:: Work task ::
Output each record exactly. Leave none out.

(Stored data entries)
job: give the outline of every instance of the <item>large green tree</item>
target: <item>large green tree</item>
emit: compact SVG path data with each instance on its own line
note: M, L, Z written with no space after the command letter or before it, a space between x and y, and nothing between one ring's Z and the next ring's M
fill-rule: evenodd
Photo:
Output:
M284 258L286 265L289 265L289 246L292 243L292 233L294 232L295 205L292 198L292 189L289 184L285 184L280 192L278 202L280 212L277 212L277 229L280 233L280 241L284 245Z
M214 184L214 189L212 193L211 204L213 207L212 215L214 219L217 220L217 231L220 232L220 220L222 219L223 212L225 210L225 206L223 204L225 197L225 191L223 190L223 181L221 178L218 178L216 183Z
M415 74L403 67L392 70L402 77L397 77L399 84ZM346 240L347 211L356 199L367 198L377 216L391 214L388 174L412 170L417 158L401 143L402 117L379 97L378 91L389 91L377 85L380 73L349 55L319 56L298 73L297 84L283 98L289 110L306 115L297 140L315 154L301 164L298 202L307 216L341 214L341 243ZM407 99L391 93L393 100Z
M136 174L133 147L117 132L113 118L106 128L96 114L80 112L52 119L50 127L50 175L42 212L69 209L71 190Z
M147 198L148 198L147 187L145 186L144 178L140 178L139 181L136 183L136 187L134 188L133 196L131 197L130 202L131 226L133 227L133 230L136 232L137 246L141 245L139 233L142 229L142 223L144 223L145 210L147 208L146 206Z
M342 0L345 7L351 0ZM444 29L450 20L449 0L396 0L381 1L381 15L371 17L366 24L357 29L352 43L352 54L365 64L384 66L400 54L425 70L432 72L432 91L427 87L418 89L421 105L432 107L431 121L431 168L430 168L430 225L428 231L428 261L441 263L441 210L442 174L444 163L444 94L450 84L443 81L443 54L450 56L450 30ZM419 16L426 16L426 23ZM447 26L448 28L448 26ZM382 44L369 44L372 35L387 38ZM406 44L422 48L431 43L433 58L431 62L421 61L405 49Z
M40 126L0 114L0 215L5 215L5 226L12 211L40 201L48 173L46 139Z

:: Output ::
job: give the outline of every instance of the <item>large green tree</item>
target: <item>large green tree</item>
emit: compact SVG path data with each instance on its own line
note: M, L, Z written with no space after the command letter or before it, a space between x and y, and nothing between one ring's Z and the next ring's M
fill-rule: evenodd
Photo:
Output:
M284 258L286 265L289 265L289 246L292 243L292 233L294 232L295 205L292 198L292 189L289 184L285 184L280 192L278 202L280 212L277 212L277 229L280 233L280 241L284 245Z
M214 184L214 189L212 193L211 204L213 207L212 215L214 219L217 220L217 231L220 232L220 220L222 219L223 212L225 210L225 206L223 204L225 197L225 191L223 190L223 181L221 178L218 178L216 183Z
M415 74L403 67L392 70L402 77L397 77L399 84ZM346 240L347 211L356 199L367 198L377 216L391 214L388 174L412 170L417 158L401 143L402 117L379 97L378 91L389 91L377 85L380 73L349 55L319 56L298 73L297 84L283 98L289 110L306 115L297 140L315 154L301 164L298 202L307 216L341 214L341 243ZM407 99L391 93L393 100Z
M136 174L133 147L117 132L113 118L106 128L96 114L80 112L52 119L50 127L50 175L42 212L69 209L71 190Z
M147 198L148 198L147 187L145 186L144 178L140 178L139 181L136 183L136 187L134 188L133 196L131 197L130 202L131 226L133 227L133 230L136 232L137 246L141 245L139 233L142 229L142 223L144 223L145 210L147 208L146 206Z
M342 0L345 7L351 0ZM444 29L450 20L449 0L396 0L381 1L381 15L371 17L366 24L357 29L352 43L352 54L365 64L384 66L400 54L425 70L432 72L432 91L427 87L418 89L421 105L432 107L431 121L431 168L430 168L430 225L428 231L428 261L441 263L441 210L442 174L444 163L444 94L450 84L443 81L443 54L450 56L450 30ZM419 16L426 16L426 23ZM447 26L448 28L448 26ZM382 44L369 44L372 35L387 38ZM406 44L422 48L431 43L433 58L431 62L421 61L405 49Z
M40 126L0 114L0 215L5 215L5 226L12 211L40 201L48 173L46 139Z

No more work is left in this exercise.